_Your goal_
Can you output everything in the data below, from the line containing "Locate every instance of the tile floor" down to the end, as a JSON list of strings with one string per line, blank lines skipped and the pictures left out?

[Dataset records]
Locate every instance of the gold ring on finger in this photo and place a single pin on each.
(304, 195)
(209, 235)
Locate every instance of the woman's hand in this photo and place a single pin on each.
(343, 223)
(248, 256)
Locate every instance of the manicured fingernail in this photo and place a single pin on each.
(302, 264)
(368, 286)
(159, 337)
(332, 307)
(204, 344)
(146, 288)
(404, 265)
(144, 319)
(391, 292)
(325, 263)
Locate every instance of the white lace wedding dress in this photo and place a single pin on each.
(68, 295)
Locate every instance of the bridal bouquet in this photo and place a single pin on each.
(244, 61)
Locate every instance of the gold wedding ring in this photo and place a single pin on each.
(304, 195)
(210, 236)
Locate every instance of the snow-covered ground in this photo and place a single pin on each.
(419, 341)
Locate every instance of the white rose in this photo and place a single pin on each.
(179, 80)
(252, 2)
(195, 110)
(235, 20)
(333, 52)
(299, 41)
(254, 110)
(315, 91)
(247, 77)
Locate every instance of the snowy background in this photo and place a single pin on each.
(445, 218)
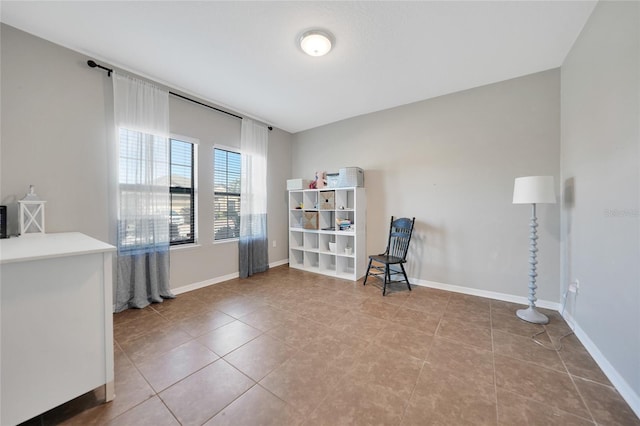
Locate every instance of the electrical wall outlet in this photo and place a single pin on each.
(574, 286)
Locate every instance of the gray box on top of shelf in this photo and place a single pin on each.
(309, 249)
(350, 176)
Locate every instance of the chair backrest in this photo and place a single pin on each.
(400, 232)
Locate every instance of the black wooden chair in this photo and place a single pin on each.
(400, 232)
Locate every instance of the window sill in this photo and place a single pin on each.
(180, 247)
(225, 241)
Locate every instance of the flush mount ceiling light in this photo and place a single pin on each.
(316, 42)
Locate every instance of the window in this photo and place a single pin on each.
(182, 193)
(226, 198)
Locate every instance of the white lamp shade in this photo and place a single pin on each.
(316, 43)
(534, 190)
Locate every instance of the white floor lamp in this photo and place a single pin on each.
(533, 190)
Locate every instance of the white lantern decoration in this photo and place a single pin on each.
(31, 213)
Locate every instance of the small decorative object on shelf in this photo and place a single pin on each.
(31, 213)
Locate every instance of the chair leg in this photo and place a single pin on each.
(405, 276)
(387, 277)
(367, 274)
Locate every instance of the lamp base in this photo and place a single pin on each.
(532, 315)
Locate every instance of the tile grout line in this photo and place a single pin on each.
(493, 360)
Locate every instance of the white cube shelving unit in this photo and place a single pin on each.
(313, 224)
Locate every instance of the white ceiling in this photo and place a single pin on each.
(245, 56)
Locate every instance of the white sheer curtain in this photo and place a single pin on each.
(253, 245)
(141, 112)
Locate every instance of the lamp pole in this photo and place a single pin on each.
(531, 314)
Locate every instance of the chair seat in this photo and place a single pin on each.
(389, 260)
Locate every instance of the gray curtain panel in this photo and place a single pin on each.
(147, 276)
(254, 250)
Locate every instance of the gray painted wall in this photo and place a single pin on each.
(55, 129)
(451, 162)
(601, 184)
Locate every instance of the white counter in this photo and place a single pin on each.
(57, 323)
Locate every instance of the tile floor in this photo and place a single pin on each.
(288, 347)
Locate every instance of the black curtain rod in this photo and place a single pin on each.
(93, 64)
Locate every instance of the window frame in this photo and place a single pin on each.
(178, 190)
(234, 150)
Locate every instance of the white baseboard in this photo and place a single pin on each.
(621, 385)
(485, 293)
(216, 280)
(206, 283)
(278, 263)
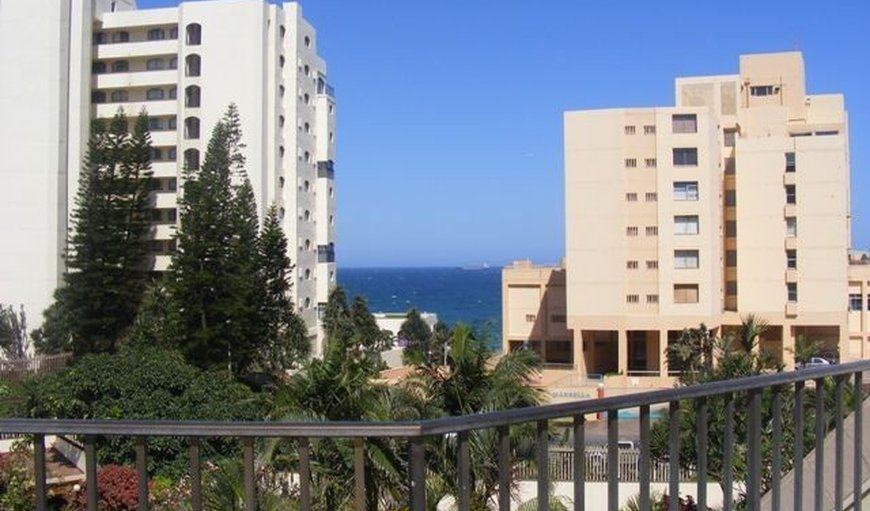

_Completed task_
[
  "Locate every instance of the tile floor in this photo and place a single pin on each.",
  "(288, 347)",
  "Locate every instance of the black curtain rod in this photo and place a single pin on each.",
  "(93, 64)",
  "Locate every instance of the window frame in this photo and place a single pin on each.",
  "(178, 190)",
  "(234, 150)",
  "Locate every instance of the white baseboard in this photo and place a single pin on each.",
  "(621, 385)",
  "(485, 293)",
  "(216, 280)",
  "(206, 283)",
  "(278, 263)"
]